#### [Text excerpt]
------------------------------------------------

# General > Events, field trips and gatherings >  Buying fish and shrimps in Bali

## tetrafreak

I am going there next month on holiday. Mostly around Kuta and dDenspasar. Are there any interesting LFS I can visit? 

Beats shopping for clothes and stuff  :Smile:

----------


## eddy planer

Not so much, just mainly local breed faunas- fishes/amphibians at Denspasar wet market. However, there are few exotic pet shops in Denpasar selling wild beyond your imagination!

----------


## tetrafreak

tsk tsk, i have a feeling the really interesting stuffs are probably illegal too  :Smile:

----------


## joshthebest

is it possible to bring back w/o permit ? =/ just wondering

----------


## Urban Aquaria

For general reference, here is the info from Agri-food & Veterinary Authority of Singapore (AVA) website (as of 25 June 2015):

--

*Personal Allowance for Ornamental Fish*

If you are bringing or taking ornamental fish into or out of Singapore as pets, you do not need to obtain the Licence to Import or Export Ornamental Fish, as long as you keep within the personal allowance stated in the sections 'Bringing in Ornamental Fish' and 'Taking Ornamental Fish Abroad' below.
Please note that this only applies to *traveller’s baggage* and not to items shipped by cargo.


*Bringing in Ornamental Fish*

 You may bring in ornamental fish from *any country* as long as the required conditions are met. If you intend to bring in ornamental fish in quantities exceeding the stated personal allowances or via cargo, you will require an ornamental fish import permit via TradeNet.
While you do not require an import permit from TradeNet if you keep within the personal allowance, you might still be required to apply for an import permit from AVA.
Ornamental fish brought in by travellers generally fall into 2 categories:

Species which do not require an import permit from AVASpecies which require an import permit from AVA 
*Species which do not require an import permit from AVA*

The import of the following species does not require an import permit from AVA. 
Please note that if you are bringing in species listed by the Convention on International Trade in Endangered Species of Wild Fauna and Flora (CITES), you are required to apply for CITES permits before import.
CITES-listed ornamental fish species include Asian arowanas (Dragonfish), seahorses and giant clams. For the list of CITES-listed species, refer to the CITES Appendices.
*CITES-listed Species*

Type of ornamental fish
Personal allowance (Maximum amount allowed without a licence from AVA)

Asian arowana (Dragonfish)
*1 fish* in *no more than 3 litres* of packing water per person per tripSubject to a maximum of 2 pieces in no more than 6 litres of water per car (2 or more persons must be present in the car)

------------------------------------------------

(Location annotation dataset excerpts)
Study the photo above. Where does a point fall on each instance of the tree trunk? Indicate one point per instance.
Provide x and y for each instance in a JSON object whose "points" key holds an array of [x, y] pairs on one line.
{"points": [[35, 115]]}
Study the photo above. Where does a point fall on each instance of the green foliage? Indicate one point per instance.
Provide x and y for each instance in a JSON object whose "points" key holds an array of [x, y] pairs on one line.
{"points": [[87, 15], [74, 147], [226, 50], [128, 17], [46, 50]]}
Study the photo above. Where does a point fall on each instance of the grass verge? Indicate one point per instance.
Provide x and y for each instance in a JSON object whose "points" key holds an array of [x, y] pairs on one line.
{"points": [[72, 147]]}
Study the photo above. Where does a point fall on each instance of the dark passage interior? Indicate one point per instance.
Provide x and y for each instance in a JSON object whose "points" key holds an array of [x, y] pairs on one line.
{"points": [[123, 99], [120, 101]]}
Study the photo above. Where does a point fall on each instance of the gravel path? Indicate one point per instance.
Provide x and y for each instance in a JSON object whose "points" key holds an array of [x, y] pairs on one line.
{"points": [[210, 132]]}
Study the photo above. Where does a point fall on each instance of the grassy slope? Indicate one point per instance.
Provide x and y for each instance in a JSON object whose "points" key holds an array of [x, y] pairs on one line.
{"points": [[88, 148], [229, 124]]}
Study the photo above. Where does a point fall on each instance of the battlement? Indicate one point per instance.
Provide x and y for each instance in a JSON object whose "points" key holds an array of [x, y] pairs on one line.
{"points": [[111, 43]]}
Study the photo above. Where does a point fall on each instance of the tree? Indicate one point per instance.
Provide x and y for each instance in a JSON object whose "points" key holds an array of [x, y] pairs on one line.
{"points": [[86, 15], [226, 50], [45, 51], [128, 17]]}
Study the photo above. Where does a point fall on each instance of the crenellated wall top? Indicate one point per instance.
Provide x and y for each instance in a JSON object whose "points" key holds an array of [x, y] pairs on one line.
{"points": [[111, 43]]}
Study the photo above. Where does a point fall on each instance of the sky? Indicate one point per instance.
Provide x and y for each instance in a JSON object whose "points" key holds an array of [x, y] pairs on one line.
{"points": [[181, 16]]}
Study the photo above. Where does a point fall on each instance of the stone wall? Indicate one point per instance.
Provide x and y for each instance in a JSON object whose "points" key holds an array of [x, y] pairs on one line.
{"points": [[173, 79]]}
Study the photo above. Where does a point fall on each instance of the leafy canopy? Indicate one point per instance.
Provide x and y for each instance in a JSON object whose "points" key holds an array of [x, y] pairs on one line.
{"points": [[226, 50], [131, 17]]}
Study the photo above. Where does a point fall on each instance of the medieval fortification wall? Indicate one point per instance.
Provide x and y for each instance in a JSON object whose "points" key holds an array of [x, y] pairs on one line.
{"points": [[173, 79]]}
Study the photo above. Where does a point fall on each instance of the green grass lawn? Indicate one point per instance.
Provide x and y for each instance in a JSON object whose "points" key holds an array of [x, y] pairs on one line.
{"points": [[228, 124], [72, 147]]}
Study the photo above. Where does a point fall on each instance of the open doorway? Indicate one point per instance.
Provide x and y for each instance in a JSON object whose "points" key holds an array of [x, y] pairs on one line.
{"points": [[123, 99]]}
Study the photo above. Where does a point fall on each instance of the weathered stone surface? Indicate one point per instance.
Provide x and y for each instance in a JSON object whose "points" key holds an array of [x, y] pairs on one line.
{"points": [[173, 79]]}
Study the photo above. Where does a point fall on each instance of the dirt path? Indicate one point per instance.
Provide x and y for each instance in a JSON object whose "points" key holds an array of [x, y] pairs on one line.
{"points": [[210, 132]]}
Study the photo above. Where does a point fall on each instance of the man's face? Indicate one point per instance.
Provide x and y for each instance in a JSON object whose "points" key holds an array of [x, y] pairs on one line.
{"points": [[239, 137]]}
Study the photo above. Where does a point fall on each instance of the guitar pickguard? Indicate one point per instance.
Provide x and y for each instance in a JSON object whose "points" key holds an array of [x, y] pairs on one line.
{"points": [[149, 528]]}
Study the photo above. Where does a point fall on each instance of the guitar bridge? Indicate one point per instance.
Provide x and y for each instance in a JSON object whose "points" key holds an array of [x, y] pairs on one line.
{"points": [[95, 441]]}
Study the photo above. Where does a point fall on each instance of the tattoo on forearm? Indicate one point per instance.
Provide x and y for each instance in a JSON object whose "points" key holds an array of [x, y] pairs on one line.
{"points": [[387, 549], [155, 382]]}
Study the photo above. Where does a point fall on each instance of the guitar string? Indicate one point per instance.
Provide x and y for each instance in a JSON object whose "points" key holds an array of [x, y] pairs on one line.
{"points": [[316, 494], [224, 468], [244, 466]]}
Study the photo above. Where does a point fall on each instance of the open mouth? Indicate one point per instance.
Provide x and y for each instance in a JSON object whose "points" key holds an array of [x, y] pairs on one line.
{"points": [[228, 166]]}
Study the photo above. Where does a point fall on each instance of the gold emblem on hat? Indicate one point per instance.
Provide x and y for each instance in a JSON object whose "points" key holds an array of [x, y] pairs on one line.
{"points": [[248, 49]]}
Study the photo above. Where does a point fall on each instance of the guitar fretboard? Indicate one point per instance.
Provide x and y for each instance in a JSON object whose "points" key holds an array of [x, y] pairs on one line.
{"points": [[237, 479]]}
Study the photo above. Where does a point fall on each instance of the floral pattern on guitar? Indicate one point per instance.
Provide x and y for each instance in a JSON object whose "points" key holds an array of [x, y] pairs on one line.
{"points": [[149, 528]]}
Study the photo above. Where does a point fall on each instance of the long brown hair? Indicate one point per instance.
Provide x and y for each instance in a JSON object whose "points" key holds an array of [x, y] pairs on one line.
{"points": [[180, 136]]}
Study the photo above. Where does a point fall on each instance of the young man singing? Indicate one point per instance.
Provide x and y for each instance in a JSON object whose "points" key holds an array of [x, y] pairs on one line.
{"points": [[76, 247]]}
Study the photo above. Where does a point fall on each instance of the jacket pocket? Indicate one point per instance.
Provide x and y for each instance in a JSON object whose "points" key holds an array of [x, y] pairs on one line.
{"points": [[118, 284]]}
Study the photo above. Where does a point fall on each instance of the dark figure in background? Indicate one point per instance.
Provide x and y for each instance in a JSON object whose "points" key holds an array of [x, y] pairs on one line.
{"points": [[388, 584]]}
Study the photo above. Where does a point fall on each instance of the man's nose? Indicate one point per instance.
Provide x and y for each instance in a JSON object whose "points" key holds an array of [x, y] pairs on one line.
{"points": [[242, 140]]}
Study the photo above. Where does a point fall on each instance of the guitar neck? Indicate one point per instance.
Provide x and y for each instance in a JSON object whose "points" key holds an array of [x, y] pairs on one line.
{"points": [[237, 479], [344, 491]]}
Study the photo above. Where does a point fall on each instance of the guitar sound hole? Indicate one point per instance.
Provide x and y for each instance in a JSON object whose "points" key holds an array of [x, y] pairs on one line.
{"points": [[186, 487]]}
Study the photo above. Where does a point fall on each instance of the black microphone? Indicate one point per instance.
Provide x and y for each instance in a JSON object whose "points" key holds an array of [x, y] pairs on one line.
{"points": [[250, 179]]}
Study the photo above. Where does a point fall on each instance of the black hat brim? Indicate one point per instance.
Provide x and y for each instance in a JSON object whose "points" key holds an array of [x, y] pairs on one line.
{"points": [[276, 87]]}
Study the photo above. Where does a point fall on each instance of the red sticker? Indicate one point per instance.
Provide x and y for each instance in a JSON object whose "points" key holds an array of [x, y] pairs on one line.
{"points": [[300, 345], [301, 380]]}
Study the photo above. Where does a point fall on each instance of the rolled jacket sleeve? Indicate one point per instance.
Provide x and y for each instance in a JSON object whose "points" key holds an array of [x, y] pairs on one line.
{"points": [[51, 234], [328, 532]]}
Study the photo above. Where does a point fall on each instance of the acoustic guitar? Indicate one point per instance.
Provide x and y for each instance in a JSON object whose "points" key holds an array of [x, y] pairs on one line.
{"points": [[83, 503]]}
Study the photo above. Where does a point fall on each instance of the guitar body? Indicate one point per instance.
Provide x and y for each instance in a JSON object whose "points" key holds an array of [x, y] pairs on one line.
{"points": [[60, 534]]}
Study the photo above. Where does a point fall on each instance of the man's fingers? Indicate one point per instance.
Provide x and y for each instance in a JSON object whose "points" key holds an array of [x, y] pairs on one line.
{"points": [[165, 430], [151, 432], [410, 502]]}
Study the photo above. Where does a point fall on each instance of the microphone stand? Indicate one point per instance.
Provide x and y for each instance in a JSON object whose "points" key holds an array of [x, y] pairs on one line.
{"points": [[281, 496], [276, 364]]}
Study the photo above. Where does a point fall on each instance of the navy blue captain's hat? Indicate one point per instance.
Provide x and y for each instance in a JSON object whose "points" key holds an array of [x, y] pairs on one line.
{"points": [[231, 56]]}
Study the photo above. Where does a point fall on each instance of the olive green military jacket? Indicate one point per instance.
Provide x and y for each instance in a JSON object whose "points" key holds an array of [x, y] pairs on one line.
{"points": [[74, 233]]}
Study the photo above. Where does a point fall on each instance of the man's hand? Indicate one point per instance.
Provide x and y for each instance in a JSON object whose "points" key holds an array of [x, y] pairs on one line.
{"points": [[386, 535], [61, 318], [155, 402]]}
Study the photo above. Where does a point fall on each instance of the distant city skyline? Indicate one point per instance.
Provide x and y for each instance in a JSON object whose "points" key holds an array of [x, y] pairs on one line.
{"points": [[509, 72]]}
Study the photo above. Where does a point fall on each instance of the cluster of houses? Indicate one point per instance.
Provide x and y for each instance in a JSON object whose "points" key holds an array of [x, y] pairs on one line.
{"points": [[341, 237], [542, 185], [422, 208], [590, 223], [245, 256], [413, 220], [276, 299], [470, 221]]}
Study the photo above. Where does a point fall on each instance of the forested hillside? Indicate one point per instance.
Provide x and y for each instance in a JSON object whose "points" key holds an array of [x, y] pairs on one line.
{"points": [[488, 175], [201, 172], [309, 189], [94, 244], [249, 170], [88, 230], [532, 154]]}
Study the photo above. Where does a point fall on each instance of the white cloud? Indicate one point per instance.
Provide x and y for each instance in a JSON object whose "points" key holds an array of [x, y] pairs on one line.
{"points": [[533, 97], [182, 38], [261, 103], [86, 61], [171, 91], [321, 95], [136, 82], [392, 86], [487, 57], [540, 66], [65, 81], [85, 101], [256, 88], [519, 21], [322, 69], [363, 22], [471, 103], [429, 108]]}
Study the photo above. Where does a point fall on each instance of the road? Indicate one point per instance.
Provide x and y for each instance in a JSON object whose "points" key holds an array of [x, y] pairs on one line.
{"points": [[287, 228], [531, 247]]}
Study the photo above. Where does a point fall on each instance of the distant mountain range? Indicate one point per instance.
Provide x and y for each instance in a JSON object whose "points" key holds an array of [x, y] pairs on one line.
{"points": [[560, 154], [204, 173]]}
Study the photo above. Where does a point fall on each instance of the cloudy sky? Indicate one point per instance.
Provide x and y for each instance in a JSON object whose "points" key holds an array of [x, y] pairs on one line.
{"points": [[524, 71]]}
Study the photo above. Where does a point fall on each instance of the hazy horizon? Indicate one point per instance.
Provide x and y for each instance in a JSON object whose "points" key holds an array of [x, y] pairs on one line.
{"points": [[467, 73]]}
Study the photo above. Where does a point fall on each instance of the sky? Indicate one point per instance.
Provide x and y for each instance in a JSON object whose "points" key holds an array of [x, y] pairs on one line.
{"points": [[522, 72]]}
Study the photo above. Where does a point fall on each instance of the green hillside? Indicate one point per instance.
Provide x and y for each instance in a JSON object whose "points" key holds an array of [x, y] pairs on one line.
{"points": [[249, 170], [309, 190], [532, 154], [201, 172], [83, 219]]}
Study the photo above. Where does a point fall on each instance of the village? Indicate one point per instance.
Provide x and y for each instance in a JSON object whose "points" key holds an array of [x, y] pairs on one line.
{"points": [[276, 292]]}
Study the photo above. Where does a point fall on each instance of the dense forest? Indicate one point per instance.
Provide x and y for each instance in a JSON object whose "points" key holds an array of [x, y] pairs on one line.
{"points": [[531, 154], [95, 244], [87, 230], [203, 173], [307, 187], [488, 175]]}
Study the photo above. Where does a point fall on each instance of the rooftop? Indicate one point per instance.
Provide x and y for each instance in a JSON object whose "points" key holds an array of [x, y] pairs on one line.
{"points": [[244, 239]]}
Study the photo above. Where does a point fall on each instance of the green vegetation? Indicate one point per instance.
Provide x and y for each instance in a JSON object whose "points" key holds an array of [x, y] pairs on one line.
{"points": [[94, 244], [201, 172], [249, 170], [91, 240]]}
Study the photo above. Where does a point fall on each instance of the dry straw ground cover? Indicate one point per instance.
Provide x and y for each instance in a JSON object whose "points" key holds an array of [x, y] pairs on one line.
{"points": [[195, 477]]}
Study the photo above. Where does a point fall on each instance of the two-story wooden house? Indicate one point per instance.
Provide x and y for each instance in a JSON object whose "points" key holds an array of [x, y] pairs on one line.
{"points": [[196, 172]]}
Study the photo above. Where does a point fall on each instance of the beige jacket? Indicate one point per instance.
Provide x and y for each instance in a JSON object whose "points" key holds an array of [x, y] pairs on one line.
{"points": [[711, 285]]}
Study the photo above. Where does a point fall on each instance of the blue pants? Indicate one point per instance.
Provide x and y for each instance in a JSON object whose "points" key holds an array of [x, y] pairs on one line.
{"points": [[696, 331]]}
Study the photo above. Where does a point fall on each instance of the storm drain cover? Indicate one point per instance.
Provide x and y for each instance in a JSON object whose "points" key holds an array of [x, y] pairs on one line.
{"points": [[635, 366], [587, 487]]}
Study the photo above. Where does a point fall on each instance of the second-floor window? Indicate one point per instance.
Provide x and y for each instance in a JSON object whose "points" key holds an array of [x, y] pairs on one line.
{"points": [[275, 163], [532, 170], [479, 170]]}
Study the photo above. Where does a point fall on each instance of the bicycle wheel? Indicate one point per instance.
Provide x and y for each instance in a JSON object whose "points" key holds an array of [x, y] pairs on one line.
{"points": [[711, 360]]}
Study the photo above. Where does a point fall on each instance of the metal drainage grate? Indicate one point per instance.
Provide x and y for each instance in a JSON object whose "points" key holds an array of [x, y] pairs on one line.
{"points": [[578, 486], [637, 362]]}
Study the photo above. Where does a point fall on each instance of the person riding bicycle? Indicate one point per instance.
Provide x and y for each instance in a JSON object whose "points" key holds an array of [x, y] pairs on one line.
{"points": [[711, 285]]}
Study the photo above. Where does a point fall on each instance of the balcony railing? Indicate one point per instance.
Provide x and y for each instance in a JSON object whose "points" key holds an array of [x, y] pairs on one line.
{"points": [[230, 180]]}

------------------------------------------------

#### [To be done]
#1 In the forum thread about buying fish in Bali, as of what date is the quoted information from the Agri-food & Veterinary Authority of Singapore website given?
#2 From the forum thread about buying fish in Bali, reproduce the part that opens with the words "## Urban Aquaria" and closes with "shipped by cargo.".

#### [Solution list]
#1 25 June 2015

#2
## Urban Aquaria

For general reference, here is the info from Agri-food & Veterinary Authority of Singapore (AVA) website (as of 25 June 2015):

--

*Personal Allowance for Ornamental Fish*

If you are bringing or taking ornamental fish into or out of Singapore as pets, you do not need to obtain the Licence to Import or Export Ornamental Fish, as long as you keep within the personal allowance stated in the sections 'Bringing in Ornamental Fish' and 'Taking Ornamental Fish Abroad' below.
Please note that this only applies to *traveller’s baggage* and not to items shipped by cargo.